-------- RECORDS --------
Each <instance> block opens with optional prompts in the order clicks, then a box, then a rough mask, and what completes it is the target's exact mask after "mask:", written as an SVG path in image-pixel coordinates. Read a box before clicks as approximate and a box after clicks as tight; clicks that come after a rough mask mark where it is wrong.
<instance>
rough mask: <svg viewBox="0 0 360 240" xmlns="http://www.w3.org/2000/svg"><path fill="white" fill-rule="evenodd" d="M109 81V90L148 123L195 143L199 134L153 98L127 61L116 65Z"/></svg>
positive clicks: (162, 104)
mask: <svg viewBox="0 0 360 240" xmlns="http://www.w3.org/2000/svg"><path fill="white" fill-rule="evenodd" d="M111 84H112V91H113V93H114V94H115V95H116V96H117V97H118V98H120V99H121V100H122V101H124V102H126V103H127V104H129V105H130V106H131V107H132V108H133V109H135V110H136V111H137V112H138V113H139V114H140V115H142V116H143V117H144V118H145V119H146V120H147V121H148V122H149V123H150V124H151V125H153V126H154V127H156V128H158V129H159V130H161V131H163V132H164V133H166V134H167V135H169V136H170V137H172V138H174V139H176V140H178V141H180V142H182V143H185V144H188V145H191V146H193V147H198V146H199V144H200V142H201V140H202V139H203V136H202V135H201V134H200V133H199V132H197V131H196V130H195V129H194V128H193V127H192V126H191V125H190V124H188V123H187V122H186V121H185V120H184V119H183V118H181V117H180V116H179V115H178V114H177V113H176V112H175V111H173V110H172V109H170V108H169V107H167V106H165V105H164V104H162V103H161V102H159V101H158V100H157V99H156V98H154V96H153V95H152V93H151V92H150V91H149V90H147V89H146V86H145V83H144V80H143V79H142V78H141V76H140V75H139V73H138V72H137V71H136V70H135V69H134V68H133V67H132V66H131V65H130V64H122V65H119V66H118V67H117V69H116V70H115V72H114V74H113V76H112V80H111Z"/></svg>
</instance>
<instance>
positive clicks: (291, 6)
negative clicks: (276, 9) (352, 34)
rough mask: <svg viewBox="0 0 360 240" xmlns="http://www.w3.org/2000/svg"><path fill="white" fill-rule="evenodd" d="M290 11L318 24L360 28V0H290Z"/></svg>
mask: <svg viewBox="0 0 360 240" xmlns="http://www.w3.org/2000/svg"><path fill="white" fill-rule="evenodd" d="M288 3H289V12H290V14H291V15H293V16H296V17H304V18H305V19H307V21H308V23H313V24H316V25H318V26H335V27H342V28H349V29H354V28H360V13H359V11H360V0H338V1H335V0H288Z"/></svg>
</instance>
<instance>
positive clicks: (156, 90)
--------
* TASK OBJECTIVE: Please reproduce the records above in their entirety, exactly as given.

* ANSWER BOX:
Each <instance> block opens with optional prompts in the order clicks, then a box, then a rough mask, and what completes it is the target's exact mask after "mask:", written as an SVG path in image-pixel coordinates. Read a box before clicks as approximate and a box after clicks as tight; clicks that come after a rough mask mark where it is wrong.
<instance>
rough mask: <svg viewBox="0 0 360 240" xmlns="http://www.w3.org/2000/svg"><path fill="white" fill-rule="evenodd" d="M109 81V90L148 123L195 143L199 134L153 98L127 61L116 65Z"/></svg>
positive clicks: (162, 104)
mask: <svg viewBox="0 0 360 240" xmlns="http://www.w3.org/2000/svg"><path fill="white" fill-rule="evenodd" d="M111 84H112V91H113V93H114V94H115V95H116V96H117V97H118V98H120V99H121V100H122V101H124V102H126V103H127V104H129V105H130V106H131V107H132V108H133V109H135V110H136V111H137V112H138V113H139V114H140V115H142V116H143V117H144V118H145V119H146V120H147V121H148V122H149V123H150V124H151V125H153V126H154V127H156V128H158V129H159V130H161V131H163V132H164V133H166V134H167V135H169V136H170V137H172V138H174V139H176V140H178V141H180V142H182V143H185V144H188V145H191V146H193V147H198V146H199V144H200V142H201V140H202V139H203V136H202V135H201V134H200V133H199V132H197V131H196V130H195V129H194V128H193V127H192V126H191V125H190V124H188V123H187V122H186V121H185V120H184V119H183V118H181V117H180V116H179V115H178V114H177V113H176V112H175V111H173V110H172V109H170V108H169V107H167V106H165V105H164V104H162V103H161V102H159V101H158V100H157V99H156V98H154V96H153V95H152V93H151V92H150V91H149V90H147V89H146V86H145V83H144V80H143V79H142V78H141V76H140V75H139V73H138V72H137V71H136V70H135V69H134V68H133V67H132V66H131V65H130V64H122V65H119V66H118V67H117V69H116V70H115V72H114V74H113V76H112V80H111Z"/></svg>
</instance>
<instance>
positive clicks: (291, 6)
negative clicks: (276, 9) (352, 34)
rough mask: <svg viewBox="0 0 360 240" xmlns="http://www.w3.org/2000/svg"><path fill="white" fill-rule="evenodd" d="M290 11L318 24L360 28V0H290Z"/></svg>
mask: <svg viewBox="0 0 360 240" xmlns="http://www.w3.org/2000/svg"><path fill="white" fill-rule="evenodd" d="M288 3H289V12H290V14H291V15H293V16H296V17H304V18H305V19H307V21H308V23H313V24H316V25H318V26H335V27H342V28H349V29H354V28H360V13H359V11H360V0H338V1H335V0H288Z"/></svg>
</instance>
<instance>
positive clicks: (156, 90)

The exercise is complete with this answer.